◆ **Written problem**
Can you copy the lines from the one that contains "Category: woman's shoulder" through the end of the material below, exactly and with nothing else?

###

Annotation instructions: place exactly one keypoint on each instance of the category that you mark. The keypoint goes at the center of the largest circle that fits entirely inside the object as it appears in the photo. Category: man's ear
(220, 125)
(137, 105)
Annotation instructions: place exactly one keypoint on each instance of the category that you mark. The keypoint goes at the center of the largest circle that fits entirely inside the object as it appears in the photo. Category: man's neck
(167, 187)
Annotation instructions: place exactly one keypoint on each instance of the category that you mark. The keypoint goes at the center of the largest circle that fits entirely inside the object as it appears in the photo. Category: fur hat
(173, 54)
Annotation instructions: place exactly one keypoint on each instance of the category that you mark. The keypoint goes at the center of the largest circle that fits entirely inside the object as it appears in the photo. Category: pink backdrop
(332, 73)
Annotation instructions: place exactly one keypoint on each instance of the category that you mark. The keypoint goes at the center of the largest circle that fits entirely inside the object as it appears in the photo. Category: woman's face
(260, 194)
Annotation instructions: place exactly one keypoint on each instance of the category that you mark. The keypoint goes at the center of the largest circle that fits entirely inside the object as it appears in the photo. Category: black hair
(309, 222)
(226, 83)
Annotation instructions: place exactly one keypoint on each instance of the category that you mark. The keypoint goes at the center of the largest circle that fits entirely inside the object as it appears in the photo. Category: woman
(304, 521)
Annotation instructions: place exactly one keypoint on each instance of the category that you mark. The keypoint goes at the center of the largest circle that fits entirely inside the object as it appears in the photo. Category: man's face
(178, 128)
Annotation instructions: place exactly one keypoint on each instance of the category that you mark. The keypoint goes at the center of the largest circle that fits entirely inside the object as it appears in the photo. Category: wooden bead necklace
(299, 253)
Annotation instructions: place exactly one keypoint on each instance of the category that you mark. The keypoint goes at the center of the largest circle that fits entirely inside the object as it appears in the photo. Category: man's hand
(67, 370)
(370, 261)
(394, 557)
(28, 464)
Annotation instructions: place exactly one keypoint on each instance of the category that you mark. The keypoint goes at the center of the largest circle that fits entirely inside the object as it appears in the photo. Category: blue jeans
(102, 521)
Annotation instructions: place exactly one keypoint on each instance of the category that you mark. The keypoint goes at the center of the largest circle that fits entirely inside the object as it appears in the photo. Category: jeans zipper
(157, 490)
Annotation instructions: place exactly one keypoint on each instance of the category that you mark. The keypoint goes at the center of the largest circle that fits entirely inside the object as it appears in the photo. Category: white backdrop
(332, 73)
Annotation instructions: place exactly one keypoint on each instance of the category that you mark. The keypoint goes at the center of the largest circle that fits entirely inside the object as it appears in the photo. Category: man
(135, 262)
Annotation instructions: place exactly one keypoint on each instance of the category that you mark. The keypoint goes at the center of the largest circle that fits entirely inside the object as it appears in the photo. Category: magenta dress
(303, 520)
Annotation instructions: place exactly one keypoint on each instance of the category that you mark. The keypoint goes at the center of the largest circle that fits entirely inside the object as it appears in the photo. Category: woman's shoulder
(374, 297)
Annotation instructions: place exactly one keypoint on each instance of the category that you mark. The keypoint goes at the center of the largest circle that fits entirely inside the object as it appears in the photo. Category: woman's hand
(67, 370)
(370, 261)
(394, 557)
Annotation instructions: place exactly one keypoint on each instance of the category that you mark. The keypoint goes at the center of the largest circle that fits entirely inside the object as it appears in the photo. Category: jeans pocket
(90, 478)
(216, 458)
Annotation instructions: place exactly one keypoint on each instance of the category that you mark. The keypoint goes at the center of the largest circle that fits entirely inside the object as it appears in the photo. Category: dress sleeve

###

◆ **Task answer**
Annotation instructions: place exactly one keypoint on each instance of the category that you mark. The keypoint goes at the center of the largest circle that fits entirely inside the object as it appears in the photo. Category: woman's shoulder
(374, 297)
Annotation instructions: place exactly one keypoint on each instance of the category that you mark. The keypoint goes at the center of the largest circle that fits entirely inside the object as it appears in the photo. Category: woman's hand
(67, 370)
(370, 261)
(394, 557)
Annotation instructions: place exactly one keypoint on each instance of the category that you mark. The keypoint goes at the center of the largest circle that fits entirely inside the object as it appears in the photo. Category: jeans pocket
(90, 478)
(216, 458)
Annotation instructions: place exactly one keypoint on each instance of the category that you mark. The keypoint goes at the center of the largest circle that fits entirely inside the object as it appears in the photo. Category: dress sleeve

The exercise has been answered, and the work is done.